Problem to solve: Could you give the data below again exactly, apart from the pictures?

Stored data Block Start

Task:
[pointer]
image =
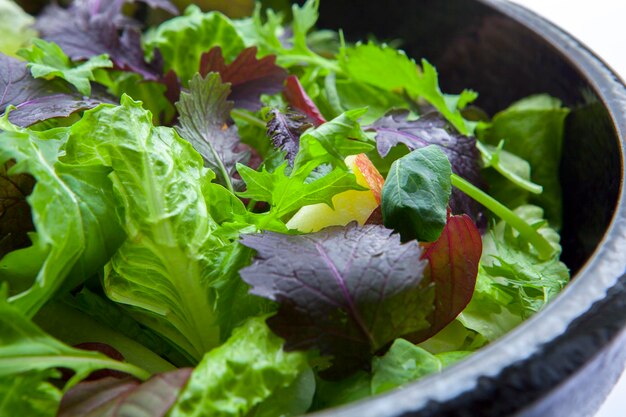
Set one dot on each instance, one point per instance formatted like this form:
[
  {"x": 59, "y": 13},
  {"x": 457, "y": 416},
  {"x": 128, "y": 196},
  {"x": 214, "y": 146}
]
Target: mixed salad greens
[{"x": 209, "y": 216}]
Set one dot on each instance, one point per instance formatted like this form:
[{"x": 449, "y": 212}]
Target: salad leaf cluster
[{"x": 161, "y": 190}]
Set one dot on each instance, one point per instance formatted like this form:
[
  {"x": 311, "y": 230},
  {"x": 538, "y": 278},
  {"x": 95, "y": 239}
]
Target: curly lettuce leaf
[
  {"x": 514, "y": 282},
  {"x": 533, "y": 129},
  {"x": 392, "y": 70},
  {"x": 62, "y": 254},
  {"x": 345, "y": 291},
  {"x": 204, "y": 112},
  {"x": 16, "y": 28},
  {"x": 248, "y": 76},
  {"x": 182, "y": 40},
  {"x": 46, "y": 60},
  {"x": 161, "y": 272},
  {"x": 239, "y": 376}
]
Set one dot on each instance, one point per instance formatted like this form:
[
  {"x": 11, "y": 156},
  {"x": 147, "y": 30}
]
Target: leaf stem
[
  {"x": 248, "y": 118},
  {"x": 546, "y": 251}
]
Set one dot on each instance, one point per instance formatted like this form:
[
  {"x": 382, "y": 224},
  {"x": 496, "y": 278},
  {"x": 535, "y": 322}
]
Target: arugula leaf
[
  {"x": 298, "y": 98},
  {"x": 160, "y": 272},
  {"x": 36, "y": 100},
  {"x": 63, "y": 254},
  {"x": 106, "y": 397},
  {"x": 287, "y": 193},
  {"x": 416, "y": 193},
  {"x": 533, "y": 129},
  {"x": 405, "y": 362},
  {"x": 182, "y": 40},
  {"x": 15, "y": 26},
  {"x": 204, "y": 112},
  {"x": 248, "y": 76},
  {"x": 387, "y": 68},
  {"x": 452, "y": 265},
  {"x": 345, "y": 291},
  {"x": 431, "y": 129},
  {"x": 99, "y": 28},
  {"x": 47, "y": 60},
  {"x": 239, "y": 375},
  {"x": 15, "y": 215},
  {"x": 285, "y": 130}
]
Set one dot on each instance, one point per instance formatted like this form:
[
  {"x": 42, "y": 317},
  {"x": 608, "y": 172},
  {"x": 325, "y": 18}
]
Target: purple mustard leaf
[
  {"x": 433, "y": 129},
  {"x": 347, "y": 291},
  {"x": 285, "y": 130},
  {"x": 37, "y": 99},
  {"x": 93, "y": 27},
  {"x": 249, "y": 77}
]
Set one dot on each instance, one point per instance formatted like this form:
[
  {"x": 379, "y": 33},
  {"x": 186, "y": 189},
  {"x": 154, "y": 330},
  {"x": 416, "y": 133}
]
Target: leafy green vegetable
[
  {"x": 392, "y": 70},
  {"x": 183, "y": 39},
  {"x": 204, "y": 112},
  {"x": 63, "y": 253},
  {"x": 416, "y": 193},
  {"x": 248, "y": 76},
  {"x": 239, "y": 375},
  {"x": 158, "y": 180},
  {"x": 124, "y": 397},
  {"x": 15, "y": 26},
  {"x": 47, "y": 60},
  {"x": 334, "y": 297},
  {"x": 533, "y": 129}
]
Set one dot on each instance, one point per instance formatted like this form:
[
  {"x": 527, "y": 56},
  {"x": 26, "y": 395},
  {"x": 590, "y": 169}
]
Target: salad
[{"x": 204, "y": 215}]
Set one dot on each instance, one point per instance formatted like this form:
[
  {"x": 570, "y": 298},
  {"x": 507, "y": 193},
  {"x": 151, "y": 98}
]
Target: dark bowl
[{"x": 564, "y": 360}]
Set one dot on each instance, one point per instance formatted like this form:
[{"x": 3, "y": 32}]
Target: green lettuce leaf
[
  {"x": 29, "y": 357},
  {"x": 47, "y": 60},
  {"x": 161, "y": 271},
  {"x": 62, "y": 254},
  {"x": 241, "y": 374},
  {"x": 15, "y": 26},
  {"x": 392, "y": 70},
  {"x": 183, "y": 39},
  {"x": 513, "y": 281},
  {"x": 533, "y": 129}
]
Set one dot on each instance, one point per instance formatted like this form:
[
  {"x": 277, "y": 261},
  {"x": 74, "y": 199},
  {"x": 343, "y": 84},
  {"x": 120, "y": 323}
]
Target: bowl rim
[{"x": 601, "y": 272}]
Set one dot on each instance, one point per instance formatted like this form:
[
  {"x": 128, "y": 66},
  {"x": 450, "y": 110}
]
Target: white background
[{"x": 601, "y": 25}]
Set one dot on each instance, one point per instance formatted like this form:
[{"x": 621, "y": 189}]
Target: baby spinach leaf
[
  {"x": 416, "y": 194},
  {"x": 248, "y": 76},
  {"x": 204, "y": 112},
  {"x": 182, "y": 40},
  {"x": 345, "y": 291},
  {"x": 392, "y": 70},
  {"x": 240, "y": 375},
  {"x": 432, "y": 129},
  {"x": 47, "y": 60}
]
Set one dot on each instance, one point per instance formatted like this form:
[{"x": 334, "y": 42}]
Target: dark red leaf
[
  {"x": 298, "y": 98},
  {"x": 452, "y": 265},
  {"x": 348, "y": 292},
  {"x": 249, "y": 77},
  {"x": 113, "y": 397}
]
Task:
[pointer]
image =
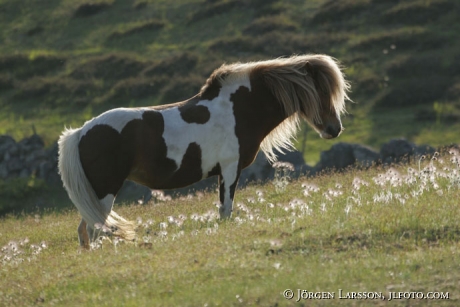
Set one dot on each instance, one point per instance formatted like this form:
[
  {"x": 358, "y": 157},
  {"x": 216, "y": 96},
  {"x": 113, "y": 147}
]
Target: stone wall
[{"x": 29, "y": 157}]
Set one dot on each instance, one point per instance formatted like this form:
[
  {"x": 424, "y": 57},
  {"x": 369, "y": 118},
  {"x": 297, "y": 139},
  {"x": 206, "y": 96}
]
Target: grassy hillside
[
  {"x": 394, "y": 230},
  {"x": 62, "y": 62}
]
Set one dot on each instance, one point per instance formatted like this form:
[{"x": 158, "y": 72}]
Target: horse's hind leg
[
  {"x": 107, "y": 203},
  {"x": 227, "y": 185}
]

Stored data Block End

Reply to the task:
Task:
[pointer]
image =
Set one dot on each instance, one point per instance formatted like this form:
[
  {"x": 59, "y": 13},
  {"x": 457, "y": 416},
  {"x": 128, "y": 196},
  {"x": 214, "y": 146}
]
Target: mixed salad greens
[{"x": 209, "y": 216}]
Set one dot on each instance, one point per instance formatted like this form:
[{"x": 449, "y": 212}]
Target: salad leaf cluster
[{"x": 161, "y": 190}]
Set one dot on each instance, one point per instance formatted like this form:
[
  {"x": 311, "y": 230},
  {"x": 538, "y": 278},
  {"x": 95, "y": 239}
]
Target: curly lettuce leaf
[
  {"x": 514, "y": 282},
  {"x": 533, "y": 129},
  {"x": 392, "y": 70},
  {"x": 62, "y": 254},
  {"x": 345, "y": 291},
  {"x": 204, "y": 112},
  {"x": 16, "y": 28},
  {"x": 248, "y": 76},
  {"x": 182, "y": 40},
  {"x": 46, "y": 60},
  {"x": 161, "y": 272},
  {"x": 239, "y": 376}
]
Set one dot on each instance, one point per instance formatted like this form:
[
  {"x": 11, "y": 156},
  {"x": 147, "y": 30}
]
Target: leaf stem
[
  {"x": 248, "y": 118},
  {"x": 546, "y": 251}
]
Set one dot on each instance, one point per instance formatted like this form:
[
  {"x": 382, "y": 224},
  {"x": 496, "y": 278},
  {"x": 535, "y": 322}
]
Target: arugula leaf
[
  {"x": 298, "y": 98},
  {"x": 160, "y": 272},
  {"x": 36, "y": 100},
  {"x": 63, "y": 254},
  {"x": 106, "y": 397},
  {"x": 287, "y": 193},
  {"x": 416, "y": 193},
  {"x": 533, "y": 129},
  {"x": 405, "y": 362},
  {"x": 182, "y": 40},
  {"x": 15, "y": 26},
  {"x": 204, "y": 112},
  {"x": 248, "y": 76},
  {"x": 387, "y": 68},
  {"x": 452, "y": 265},
  {"x": 345, "y": 291},
  {"x": 431, "y": 129},
  {"x": 99, "y": 28},
  {"x": 47, "y": 60},
  {"x": 239, "y": 375},
  {"x": 15, "y": 215},
  {"x": 285, "y": 130}
]
Set one dot on each instance, one point per instance formatted like this form:
[
  {"x": 42, "y": 317},
  {"x": 608, "y": 172},
  {"x": 325, "y": 18}
]
Target: purple mustard leaf
[
  {"x": 433, "y": 129},
  {"x": 347, "y": 291},
  {"x": 285, "y": 130},
  {"x": 37, "y": 99},
  {"x": 93, "y": 27},
  {"x": 249, "y": 77}
]
Set one dot on each instance, one point per instance formatted like this form:
[
  {"x": 379, "y": 33},
  {"x": 186, "y": 189},
  {"x": 154, "y": 330},
  {"x": 416, "y": 133}
]
Target: leafy green vegetable
[
  {"x": 392, "y": 70},
  {"x": 183, "y": 39},
  {"x": 204, "y": 112},
  {"x": 63, "y": 253},
  {"x": 416, "y": 193},
  {"x": 248, "y": 76},
  {"x": 239, "y": 375},
  {"x": 158, "y": 180},
  {"x": 124, "y": 397},
  {"x": 15, "y": 26},
  {"x": 47, "y": 60},
  {"x": 334, "y": 297},
  {"x": 533, "y": 129}
]
Set one dot on each instance, one point per instance formatted like this form:
[
  {"x": 527, "y": 56},
  {"x": 26, "y": 395},
  {"x": 590, "y": 169}
]
Target: salad
[{"x": 204, "y": 215}]
Set one dot on each instance, one point per instance formatted like this form:
[
  {"x": 570, "y": 298},
  {"x": 507, "y": 193},
  {"x": 151, "y": 98}
]
Target: dark bowl
[{"x": 564, "y": 360}]
Set one dot on each instance, one point per instance formatted like this form:
[{"x": 3, "y": 32}]
Target: green lettuce leaf
[
  {"x": 29, "y": 357},
  {"x": 47, "y": 60},
  {"x": 161, "y": 271},
  {"x": 62, "y": 254},
  {"x": 241, "y": 374},
  {"x": 15, "y": 26},
  {"x": 392, "y": 70},
  {"x": 183, "y": 39},
  {"x": 513, "y": 281},
  {"x": 533, "y": 129}
]
Set one dot on each instance, one point per instance formatted like this form:
[
  {"x": 277, "y": 261},
  {"x": 74, "y": 199},
  {"x": 343, "y": 84},
  {"x": 120, "y": 323}
]
Target: bowl rim
[{"x": 601, "y": 272}]
Set one dot on each instance, one point per instance formatted like this form:
[
  {"x": 128, "y": 66},
  {"x": 450, "y": 110}
]
Target: white background
[{"x": 601, "y": 25}]
Set one dot on each instance, one point per instance formatted like this form:
[{"x": 621, "y": 189}]
Target: baby spinach leaf
[
  {"x": 416, "y": 194},
  {"x": 248, "y": 76},
  {"x": 204, "y": 112},
  {"x": 182, "y": 40},
  {"x": 345, "y": 291},
  {"x": 392, "y": 70},
  {"x": 240, "y": 375},
  {"x": 432, "y": 129},
  {"x": 47, "y": 60}
]
Set one dot on each instance, one point per instance formatted like this form:
[{"x": 334, "y": 42}]
Target: dark red leaf
[
  {"x": 298, "y": 98},
  {"x": 452, "y": 265},
  {"x": 348, "y": 292},
  {"x": 249, "y": 77},
  {"x": 113, "y": 397}
]
Task:
[pointer]
image =
Set one dot on each instance, one point per instance formatted like this form:
[
  {"x": 358, "y": 157},
  {"x": 216, "y": 96},
  {"x": 113, "y": 147}
]
Target: stone wall
[{"x": 29, "y": 157}]
Set one dot on each instance, one point per instance formatted like this form:
[
  {"x": 424, "y": 57},
  {"x": 369, "y": 118},
  {"x": 297, "y": 139},
  {"x": 206, "y": 96}
]
Target: grassy hillside
[
  {"x": 394, "y": 230},
  {"x": 62, "y": 62}
]
Set one dot on each instance, one point per instance formatted like this form:
[{"x": 158, "y": 72}]
Target: horse's hind leg
[
  {"x": 107, "y": 203},
  {"x": 227, "y": 185}
]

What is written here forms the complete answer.